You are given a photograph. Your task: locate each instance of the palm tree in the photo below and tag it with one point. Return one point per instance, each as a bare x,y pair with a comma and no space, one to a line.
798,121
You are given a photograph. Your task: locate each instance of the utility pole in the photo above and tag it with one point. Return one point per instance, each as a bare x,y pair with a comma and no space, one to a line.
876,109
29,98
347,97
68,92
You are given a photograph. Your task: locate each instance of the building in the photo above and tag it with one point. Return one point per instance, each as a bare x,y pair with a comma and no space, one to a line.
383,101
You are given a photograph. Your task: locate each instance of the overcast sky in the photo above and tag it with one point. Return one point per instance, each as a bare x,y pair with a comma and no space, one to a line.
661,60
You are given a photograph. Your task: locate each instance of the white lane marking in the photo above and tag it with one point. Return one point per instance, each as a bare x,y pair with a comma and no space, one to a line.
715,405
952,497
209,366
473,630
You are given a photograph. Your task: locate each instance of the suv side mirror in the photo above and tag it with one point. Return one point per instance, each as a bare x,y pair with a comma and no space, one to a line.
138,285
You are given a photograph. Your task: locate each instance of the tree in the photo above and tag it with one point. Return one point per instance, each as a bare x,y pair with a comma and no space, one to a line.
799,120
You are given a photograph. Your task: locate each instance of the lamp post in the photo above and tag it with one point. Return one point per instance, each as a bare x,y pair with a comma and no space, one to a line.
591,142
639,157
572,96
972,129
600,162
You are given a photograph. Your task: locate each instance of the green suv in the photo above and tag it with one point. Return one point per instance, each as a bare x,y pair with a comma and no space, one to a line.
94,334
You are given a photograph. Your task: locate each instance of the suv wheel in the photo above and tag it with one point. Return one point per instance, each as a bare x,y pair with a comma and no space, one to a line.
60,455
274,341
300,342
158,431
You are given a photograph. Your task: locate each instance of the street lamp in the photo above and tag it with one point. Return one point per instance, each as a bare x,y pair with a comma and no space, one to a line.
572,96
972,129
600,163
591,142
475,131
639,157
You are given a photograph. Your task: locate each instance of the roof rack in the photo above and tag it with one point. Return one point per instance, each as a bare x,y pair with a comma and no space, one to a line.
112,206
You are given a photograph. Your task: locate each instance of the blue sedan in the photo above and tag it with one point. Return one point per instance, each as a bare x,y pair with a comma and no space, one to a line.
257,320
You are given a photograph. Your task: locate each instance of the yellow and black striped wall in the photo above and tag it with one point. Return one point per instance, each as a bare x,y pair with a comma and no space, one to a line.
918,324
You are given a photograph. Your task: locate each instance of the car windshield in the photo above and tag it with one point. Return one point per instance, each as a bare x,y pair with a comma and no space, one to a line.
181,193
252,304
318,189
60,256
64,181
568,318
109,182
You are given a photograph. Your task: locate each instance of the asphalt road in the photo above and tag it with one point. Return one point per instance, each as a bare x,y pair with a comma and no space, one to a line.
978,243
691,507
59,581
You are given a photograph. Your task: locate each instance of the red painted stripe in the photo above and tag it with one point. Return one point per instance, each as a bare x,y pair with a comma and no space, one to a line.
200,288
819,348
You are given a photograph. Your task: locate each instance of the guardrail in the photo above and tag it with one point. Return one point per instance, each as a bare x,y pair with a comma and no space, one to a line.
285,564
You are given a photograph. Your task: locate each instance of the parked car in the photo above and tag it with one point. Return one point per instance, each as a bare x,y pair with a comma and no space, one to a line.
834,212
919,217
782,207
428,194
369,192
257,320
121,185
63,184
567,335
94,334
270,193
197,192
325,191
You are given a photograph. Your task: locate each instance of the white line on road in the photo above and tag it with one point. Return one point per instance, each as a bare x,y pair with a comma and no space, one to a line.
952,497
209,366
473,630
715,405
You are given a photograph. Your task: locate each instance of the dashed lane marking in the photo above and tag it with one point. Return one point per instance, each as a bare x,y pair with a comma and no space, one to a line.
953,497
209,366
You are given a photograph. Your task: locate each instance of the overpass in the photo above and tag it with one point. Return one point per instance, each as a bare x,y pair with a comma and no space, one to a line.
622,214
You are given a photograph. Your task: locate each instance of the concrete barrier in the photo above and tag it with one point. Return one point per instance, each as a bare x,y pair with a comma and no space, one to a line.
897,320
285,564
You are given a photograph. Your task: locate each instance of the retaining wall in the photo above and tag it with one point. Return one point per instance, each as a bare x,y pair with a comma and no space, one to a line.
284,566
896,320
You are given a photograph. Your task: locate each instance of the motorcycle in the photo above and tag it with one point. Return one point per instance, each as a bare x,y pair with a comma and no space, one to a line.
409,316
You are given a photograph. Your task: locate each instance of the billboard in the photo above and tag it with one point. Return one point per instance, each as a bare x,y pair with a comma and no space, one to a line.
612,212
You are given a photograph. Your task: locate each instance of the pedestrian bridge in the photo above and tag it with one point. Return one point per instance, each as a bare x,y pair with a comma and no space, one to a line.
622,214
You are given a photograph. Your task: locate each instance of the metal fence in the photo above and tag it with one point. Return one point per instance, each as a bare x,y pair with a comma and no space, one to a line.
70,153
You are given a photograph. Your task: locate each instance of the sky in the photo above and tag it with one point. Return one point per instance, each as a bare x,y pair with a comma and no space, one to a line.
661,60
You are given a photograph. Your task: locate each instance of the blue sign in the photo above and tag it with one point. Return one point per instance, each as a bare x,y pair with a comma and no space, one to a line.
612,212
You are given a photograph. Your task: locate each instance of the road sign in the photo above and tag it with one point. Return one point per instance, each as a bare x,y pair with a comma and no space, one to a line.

What is needed: Repeat each of the entries exactly.

The answer:
You are given a photograph. Your task: locate each instance of the palm tree in the photo below and tag it with one point. Return one point per instance, each as a bare x,y pair with a comma and no space, one to a line.
798,121
You are given a photograph. Your task: locate each instance of the utility pole in the photo above and tag it with one point. Return one point per instance, each as a bare x,y pair with a comma and no space, one to a line.
876,109
29,98
347,97
68,92
You are given a photograph. Your task: locate each instance of the building in the photo above and tag it with one point. Return one point per instance, each as a bare x,y pair with a comma and no space, one to a line.
383,101
You are given a photograph. Your task: locate each instance of the overcast sky in the photo above and tag it with one point. Return one point per instance, each as a bare x,y pair with a comma and no space, one to a line.
661,60
You are given a photograph. Your task: locate each instance of the white lane marking in the photo above and tag it with one point. Return one point per instance, each as a bare x,y pair with a comma and no space, one to a line.
715,405
952,497
209,366
473,630
You are given a photograph. Your task: locate each instance of the suv side mirror in the photo above and tag it with one point. Return one point per instance, each as a bare x,y pair with a comma and no space, one to a line.
138,285
You are given a photograph. Your task: locate each instance of the tree in the photo above and tag it with one point. Return one point per instance, each as a bare x,y pair with a comma and no space, one to a line.
799,120
You are given a photograph. Your task: locate each instance of the lamp post in the photo above and tag it with one point. Return one point per instance, each as a bare x,y pair with a comma and no space, one to a line.
591,142
639,157
572,96
972,129
600,162
You are given a photograph. Your task: locate each instance of the green suv in the photo above and tag it with one point. Return one point per instance, each as a bare x,y pair with a comma and no space, one to a line.
94,334
You are given a photograph. Your task: locate each instance of the suv wheel in the photo above and tag it with one point. Return one point per instance, each as a bare x,y pair with a comma and no space, one to a line.
60,455
274,341
300,342
158,431
You are given a photograph. Your task: locate each instance of the street lamp in the photo above and tag it with one point. Return one point per instance, each as a bare x,y pair with a comma and no space, one to a line.
572,96
972,129
600,163
591,142
475,131
639,157
You are given a photograph. Your task: locate each instance of the roof rack in the photo above and tag it with one point. Return one point per instance, each as a bare x,y pair with a comma and no space, one to a line.
112,206
You are given a photograph. Your task: locate each instance of the blue sedan in the photo above and tag it with one point. Return one point per instance, each as a bare x,y pair with a comma and no space, one to a line.
257,320
You are given a photograph. Your task: locate each instance of the yellow and black striped wall in the photo above and tag it with one point. Return one point per instance, each as a bare x,y pair with a comma and no space, one to a line.
918,324
You are given a photograph. Your task: locate each instance of the car windshield in the photo above and tag it with one point. Return one point per instance, each as a bare x,y pair with a comma and no space, one to a line.
181,193
252,304
318,189
60,256
64,181
568,318
109,182
You are given a photograph. Your task: locate each instance of the asphalt road in the photo above and tag it with one point. Return one point per instance, each as a bare x,y pair with a comma and no space, one to a line.
978,243
691,507
59,581
You are given a photograph. Your task: locate each instance of the red painted stripe in the photo above and tag it with one point. Return one point per instance, each as a bare x,y pair with a comma and no space, one to a line.
200,288
819,348
You are given a photograph. Your task: locate each instance of the guardrail in the photo above and tag it with one point. Return one point per instance, each as a bare x,y pair with a comma and no space, one to a line.
285,564
You are given a photograph. Your task: locate each instance of the parked car in the photo above and tag it with one point. Return one point per instance, each as a bare x,y pair with a comma and no space, one to a line.
834,212
919,217
782,207
428,194
369,192
257,320
121,185
63,184
567,335
94,334
270,193
197,192
325,191
You are given a photograph. Your task: locate each instance of the white line on road in the photo above and tag it with one point. Return one point per instance, each as a bare x,y pair with a comma and no space, one to a line.
952,497
209,366
473,630
715,405
You are given a photograph. Your task: locate each instance of the dashed lane marking in the photo above and tag it with one point. Return one point per instance, each as a bare x,y pair with a comma and no space, one to a line.
953,497
209,366
You are given a photograph. Your task: locate each instance of the overpass in the photo above and tag it with one point. Return one point per instance, each as a bare x,y pair with a comma and no space, one to a line.
622,214
You are given a photograph. Your task: locate each instance of the concrete barrier in the photo above and tag it with one point. Return one point per instance, each as a bare x,y pair with a comma and no space, one to a line.
897,320
285,564
You are given a photograph. Your task: locate each instance of the retaining wall in the photo above and tag it with one point. Return one point per instance, each as a bare x,y pair with a comma and no space, one to a line.
284,566
896,320
You are given a photograph. Your task: locate each instance of the motorcycle in the photo above and tag it with one point. Return one point per instance, each as a bare x,y pair with a comma and no space, one to a line.
409,316
You are given a photograph. Your task: locate each instance of the billboard in the photo above and tag it with one point. Return one point per instance, each as a bare x,y pair with a comma and no space, one to a line.
612,212
You are given a photograph. Your task: locate each instance of the pedestrian bridge in the photo above and tag it with one point. Return one point per instance, each as a bare x,y pair with a comma and no space, one to a line.
622,214
You are given a photograph. Your task: locate each instance of the metal fence in the photo above and tag it with one point. Return one point per instance, each as a bare x,y pair with a comma and no space, one to a line.
70,153
You are given a photograph. Your task: locate each instance of the sky in the photo above and tag it with one point. Return one point per instance, each as a bare x,y pair with a comma and no space, one to a line.
661,60
You are given a photograph. Your task: locate each instance of the blue sign in the photo above and tag it with one point. Return one point per instance, each as a bare x,y pair with a comma and no space, one to a line.
612,212
You are given a photograph. Your task: locate each instance of the road sign in the photo above and tag it with one point. Return one point per instance, each as a bare x,y pair with a comma and no space, one to a line.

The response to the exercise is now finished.